» Page excerpt:
Start
Nonetheless, Moore had held this view of truth and reality for approximately a decade, during which time many of his most influential works were published. Among these was his celebrated paper “The Refutation of Idealism” (Moore 1903b). Here he tackles Idealism head-on and in specie. Asserting that all forms of Idealism rest on the claim that esse is percipi (“to be is to be perceived,” or, as Moore treats it, “to be is to be experienced”), Moore argues that the claim is false. He begins by analyzing in great detail several possible meanings of the formula “esse is percipi.” Ultimately, he determines that Idealists take it to be an analytic truth, in that it is proved by the law of contradiction. Thus, they also believe existence and cognition to be somehow identical. According to this, for yellow to exist just is for someone to have a sensation of yellow. In identifying yellow and the sensation of yellow, the Idealist “fails to see that there is anything whatever in the latter that is not in the former” and thus, for him, “yellow and the sensation of yellow are absolutely identical” (Moore 1903b, 442). But, according to Moore, this is a mistake. Careful attention to the sensation of yellow, on the one hand, and yellow, on the other, will reveal that they are not identical. As he says, “the Idealist maintains that object and subject are necessarily connected, mainly because he fails to see that they are distinct” (Moore 1903b, 442); but Moore thinks he can show that they are distinct, and he deploys two arguments to this end.

His first argument turns upon what would later come to be called the paradox of analysis—an intractable problem that, ironically, would plague Moore’s own later work. The paradox can be explained in terms of the familiar act of defining a term. In any case of definition, one is confronted with two bits of language: the term to be defined (the definiendum) and the term that does the defining, the definition itself (the definiens). Both definiendum and definiens are supposed to have the same meaning—else the latter would not be able to illuminate the meaning of the former. But if both terms mean the same, it is hard to see how giving a definition could be illuminating. Consider the case of the definiendum “bachelor” and its definiens “unmarried man.” In order for “unmarried man” to be a good definition of “bachelor,” it must mean the same as “bachelor.” But if it means exactly the same thing, then it seems that saying “‘bachelor’ means ‘unmarried man’” shouldn’t be any different from saying “‘bachelor’ means ‘bachelor’” or “‘unmarried man’ means ‘unmarried man.’” And yet there does seem to be a difference in that we find the one informative; but the others, not. Thus it seems that there is a difference in meaning between “bachelor” and “unmarried man.”

In sum, then, the paradox is this: a term and its definition must say the same thing in order for the definition to be correct, and yet they must say something different in order for the definition to be informative. The paradox can be put into the form of a dilemma:

  1. If a definiens is correct, then its meaning is the same as that of the definiendum.
End
» Work to do:
(1) Reproduce the Moore passage word for word, beginning at the words "In sum, then, the" and stopping after "of the definiendum.".
(2) Answer these questions from the Moore passage:
(a) What is the title of the 1903 paper by Moore that the passage names?
(b) What definiens does the passage give for the definiendum "bachelor"?
(c) What is the term that does the defining called?
(3) Carry on the Moore passage from its last sentence.

» Data lines:
Start
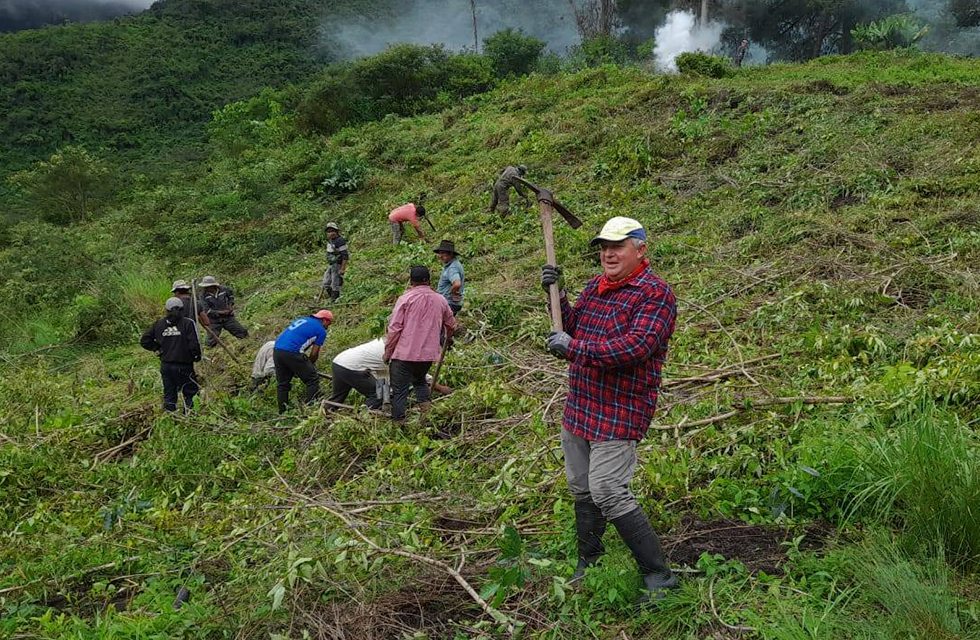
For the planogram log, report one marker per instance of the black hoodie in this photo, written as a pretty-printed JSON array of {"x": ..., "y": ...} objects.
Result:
[{"x": 175, "y": 337}]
End
» Task-by-task results:
(1)
In sum, then, the paradox is this: a term and its definition must say the same thing in order for the definition to be correct, and yet they must say something different in order for the definition to be informative. The paradox can be put into the form of a dilemma:

  1. If a definiens is correct, then its meaning is the same as that of the definiendum.

(2)
(a) "The Refutation of Idealism"
(b) "unmarried man"
(c) The definiens

(3)
  2. If a definiens is informative, then its meaning is not the same as that of the definiendum.
  3. A defniens’ meaning cannot be both the same and not the same as that of the definiendum.
  4. Thus, a definiens cannot be both correct and informative.

Now, this paradox functions in Moore’s first argument against the formula “Esse is percipi” in the following way. The formula itself can be read as a definition. Just as we say, “A bachelor is an unmarried man,” so the Idealist says, “To exist is to be cognized,” or “Yellow is the sensation of yellow.” However, if the two really were identical, it would be superfluous to assert that that they were; thus, the fact that the Idealist sees some need to assert the formula reveals that there is, as with any definiendum and its definiens, some difference between existence and cognition, or yellow and the sensation of yellow. As Moore says,

Of course, the proposition [that is, the formula] also implies that experience is, after all, something distinct from yellow—else there would be no reason to insist that yellow is a sensation: and that the argument [that is, the formula] both affirms and denies that yellow and the sensation of yellow are distinct is what sufficiently refutes it. (Moore 1903b, 442)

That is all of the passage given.